** 抜粋箇所 **
★ ★ ★ ★ ★
遺伝子改変T細胞

遺伝子改変T細胞療法

はじめに

遺伝子改変T細胞とは、がん細胞の抗原提示装置に結合しているがん抗原を認識するT細胞受容体(TCR)、あるいは、がん細胞を認識する抗体の標的抗原認識部分とリンパ球活性化分子との融合蛋白(Chimeric antigen receptor:CAR)遺伝子を、Tリンパ球に導入し強制発現させ、高いがん抗原への特異性を持たせた人工リンパ球です。前者はTCR遺伝子改変T細胞(TCR-T)、後者はキメラ抗体受容体遺伝子改変T細胞(CAR-T)と呼ばれています。本項では、最近わが国でも承認をされたCAR-Tを中心に解説します(下図)。

遺伝子改変T細胞の製造方法

遺伝子改変T細胞は、患者由来のTリンパ球にTCRやCARの遺伝子を導入して作られます。その工程は、1)患者さんの末梢血のリンパ球を採取し、2)ウイルス由来のベクターを用いてTCR遺伝子やCAR遺伝子をT細胞に導入し、3)遺伝子導入された細胞を増殖し、4)増殖した細胞製剤に病原微生物や有害物質が含まれていないかを品質管理を行い、5)患者さんに投与するとなります。この工程は、TCR-T、CAR-Tとも同じです。現時点では、患者さん自身のリンパ球を用いて遺伝子改変T細胞を作るため、患者さん毎に上記のすべての工程が必要となり、治療を始めるまでに時間要すると同時に高額な費用が必要となります(下図)。

CAR-T細胞

CAR-T細胞は、「抗体由来の標的認識部位とリンパ球活性化分子の融合蛋白」を強制発現した、高い抗原特異性と強い抗腫瘍活性を持つ人工リンパ球です。最初に臨床開発が行われ、わが国を含む複数の国で既に承認されているのが、Bリンパ球が持つCD19を標的としたCAR-T細胞です。承認に至った臨床試験の結果を簡単にまとめると、以下のようになります。
再発又は-難治性の小児並びに成人CD19陽性Bリンパ芽球性白血病を対象とした国際多施設共同第Ⅱ相試験(ELIANA試験)では、中間解析時点で全寛解率は82%であると共に、長期間の寛解が得られたことが報告されています(文献1)。
再発又は-難治性のCD19陽性成人びまん性大細胞性B細胞リンパ腫(DLBCL)を対象とした国際多施設共同第Ⅱ相試験(JULIET試験)でも、中間解析時点で、58.8%の奏功率(完全寛解率+部分寛解率)が得られるとともに、その効果が長期間得られたことが報告されています(文献2)。
副作用に関しては、強力なリンパ球の活性化に伴うサイトカイン放出症候群が約60%の患者で認められたほか、低ガンマグロブリン血漿(ガンマグロブリンを作る細胞の元となるCD19陽性の正常B細胞が障害を受けた結果)、発熱、低血圧等が見られていますが、対応方法のマニュアルに沿った治療を行うことで管理可能であったと報告されています。これらの治験結果を踏まえ、2019年3月に、CD19に対するCAR-T(Novartis社、商品名キムリア)が承認されました。
★ ★ ★ ★ ★
[指示表現データ]
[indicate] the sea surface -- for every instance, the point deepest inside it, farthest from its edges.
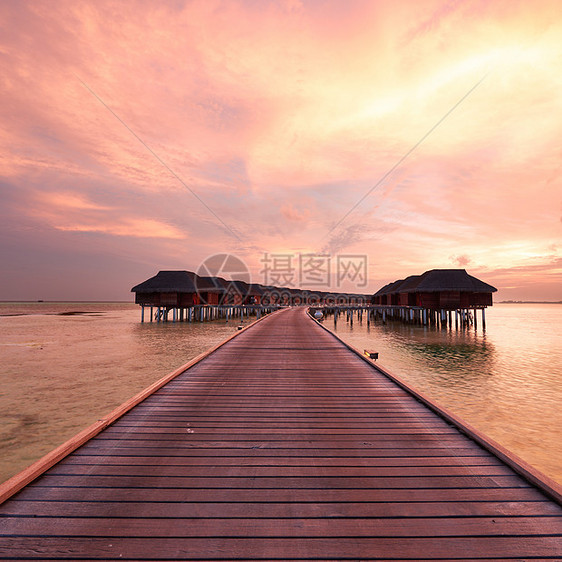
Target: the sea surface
(65, 365)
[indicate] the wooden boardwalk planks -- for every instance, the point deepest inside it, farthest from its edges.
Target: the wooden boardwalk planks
(281, 445)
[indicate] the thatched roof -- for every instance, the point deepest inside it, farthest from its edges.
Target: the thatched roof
(168, 282)
(437, 280)
(450, 280)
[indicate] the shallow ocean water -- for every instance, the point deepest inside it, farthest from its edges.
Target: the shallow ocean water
(65, 365)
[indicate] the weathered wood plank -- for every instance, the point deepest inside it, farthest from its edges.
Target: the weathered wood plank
(353, 548)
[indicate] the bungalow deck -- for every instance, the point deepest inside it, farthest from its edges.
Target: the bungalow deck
(282, 444)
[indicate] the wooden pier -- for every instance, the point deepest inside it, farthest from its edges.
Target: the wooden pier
(283, 444)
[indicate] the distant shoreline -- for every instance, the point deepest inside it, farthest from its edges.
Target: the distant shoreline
(528, 302)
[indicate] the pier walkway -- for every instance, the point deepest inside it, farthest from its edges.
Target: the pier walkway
(282, 444)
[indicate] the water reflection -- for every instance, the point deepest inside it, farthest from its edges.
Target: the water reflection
(506, 381)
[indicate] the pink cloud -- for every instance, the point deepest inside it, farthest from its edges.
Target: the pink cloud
(284, 113)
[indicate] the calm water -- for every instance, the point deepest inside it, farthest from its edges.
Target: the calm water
(61, 372)
(506, 381)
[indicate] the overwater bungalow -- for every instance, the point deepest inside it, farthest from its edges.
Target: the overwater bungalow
(168, 289)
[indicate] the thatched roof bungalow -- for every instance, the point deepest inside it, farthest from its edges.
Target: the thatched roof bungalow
(168, 289)
(437, 289)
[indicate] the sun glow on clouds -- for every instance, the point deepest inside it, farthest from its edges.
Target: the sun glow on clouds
(136, 228)
(281, 116)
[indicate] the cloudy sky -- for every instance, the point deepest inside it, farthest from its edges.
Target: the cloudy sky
(142, 135)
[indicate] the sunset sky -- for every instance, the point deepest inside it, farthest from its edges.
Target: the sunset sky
(145, 135)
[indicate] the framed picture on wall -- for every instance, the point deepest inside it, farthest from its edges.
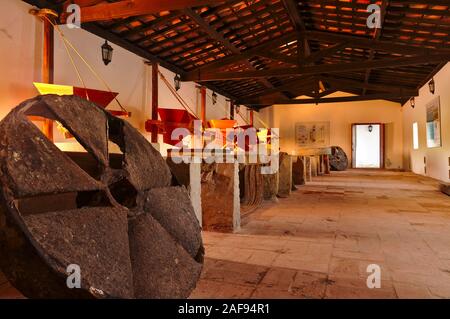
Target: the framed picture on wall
(312, 134)
(434, 123)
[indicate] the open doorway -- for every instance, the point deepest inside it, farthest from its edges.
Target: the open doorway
(368, 145)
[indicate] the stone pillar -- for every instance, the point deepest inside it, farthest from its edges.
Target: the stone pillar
(189, 176)
(220, 197)
(251, 185)
(285, 179)
(298, 171)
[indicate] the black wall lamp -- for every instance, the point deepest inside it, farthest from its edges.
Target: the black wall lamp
(177, 82)
(432, 86)
(107, 51)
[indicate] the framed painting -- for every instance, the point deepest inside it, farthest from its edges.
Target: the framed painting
(312, 134)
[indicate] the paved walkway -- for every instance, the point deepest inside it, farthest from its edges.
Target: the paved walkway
(319, 242)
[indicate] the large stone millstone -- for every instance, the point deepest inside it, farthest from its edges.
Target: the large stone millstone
(131, 232)
(338, 159)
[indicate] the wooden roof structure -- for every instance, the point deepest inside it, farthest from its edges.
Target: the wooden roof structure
(264, 52)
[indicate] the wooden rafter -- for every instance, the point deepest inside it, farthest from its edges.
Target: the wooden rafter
(376, 36)
(323, 68)
(218, 37)
(257, 55)
(128, 8)
(303, 47)
(371, 97)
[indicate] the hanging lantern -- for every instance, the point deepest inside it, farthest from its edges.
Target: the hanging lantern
(177, 82)
(107, 51)
(432, 86)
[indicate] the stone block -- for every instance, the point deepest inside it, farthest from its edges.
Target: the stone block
(220, 197)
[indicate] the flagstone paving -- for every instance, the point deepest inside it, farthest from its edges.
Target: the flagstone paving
(319, 242)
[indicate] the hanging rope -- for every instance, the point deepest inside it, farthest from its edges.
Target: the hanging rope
(177, 96)
(99, 78)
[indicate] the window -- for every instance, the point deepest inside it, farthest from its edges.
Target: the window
(416, 136)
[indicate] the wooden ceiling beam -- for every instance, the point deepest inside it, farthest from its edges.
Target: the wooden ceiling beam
(319, 69)
(376, 36)
(366, 43)
(355, 98)
(128, 8)
(303, 47)
(221, 39)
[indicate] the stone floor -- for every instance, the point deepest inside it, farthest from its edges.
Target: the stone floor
(319, 242)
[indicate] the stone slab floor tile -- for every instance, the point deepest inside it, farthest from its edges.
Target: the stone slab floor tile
(209, 289)
(408, 291)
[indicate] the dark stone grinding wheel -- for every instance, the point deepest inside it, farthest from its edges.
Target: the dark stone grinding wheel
(117, 217)
(338, 159)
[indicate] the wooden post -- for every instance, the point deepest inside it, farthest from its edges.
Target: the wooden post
(203, 106)
(48, 69)
(155, 101)
(231, 110)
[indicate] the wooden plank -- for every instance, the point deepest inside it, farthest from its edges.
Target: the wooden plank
(355, 98)
(155, 100)
(366, 43)
(220, 38)
(203, 106)
(319, 69)
(129, 8)
(48, 65)
(376, 36)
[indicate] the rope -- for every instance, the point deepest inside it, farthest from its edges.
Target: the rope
(177, 96)
(99, 78)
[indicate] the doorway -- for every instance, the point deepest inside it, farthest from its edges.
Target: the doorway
(368, 145)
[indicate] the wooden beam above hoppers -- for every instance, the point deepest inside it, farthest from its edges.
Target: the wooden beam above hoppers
★ ★ ★ ★ ★
** 作業依頼 1 **
遺伝子改変T細胞の解説から、「再発又は-難治性のCD19陽」で始まり「キムリア)が承認されました。」で終わるまでの部分をすべて、一字一句違えずに再掲してください。
** 作業依頼 2 **
遺伝子改変T細胞の解説によれば、現時点で遺伝子改変T細胞による治療の開始に時間を要し、費用も高額になるのはなぜですか。1～3文で説明してください。
データは課題の遂行には必要ありません。

** 解答例 1 **
再発又は-難治性のCD19陽性成人びまん性大細胞性B細胞リンパ腫(DLBCL)を対象とした国際多施設共同第Ⅱ相試験(JULIET試験)でも、中間解析時点で、58.8%の奏功率(完全寛解率+部分寛解率)が得られるとともに、その効果が長期間得られたことが報告されています(文献2)。
副作用に関しては、強力なリンパ球の活性化に伴うサイトカイン放出症候群が約60%の患者で認められたほか、低ガンマグロブリン血漿(ガンマグロブリンを作る細胞の元となるCD19陽性の正常B細胞が障害を受けた結果)、発熱、低血圧等が見られていますが、対応方法のマニュアルに沿った治療を行うことで管理可能であったと報告されています。これらの治験結果を踏まえ、2019年3月に、CD19に対するCAR-T(Novartis社、商品名キムリア)が承認されました。

** 解答例 2 **
現時点では患者さん自身のリンパ球を用いて遺伝子改変T細胞を作るためです。そのため、リンパ球の採取から遺伝子導入、増殖、品質管理、投与までのすべての工程が患者さんごとに必要となります。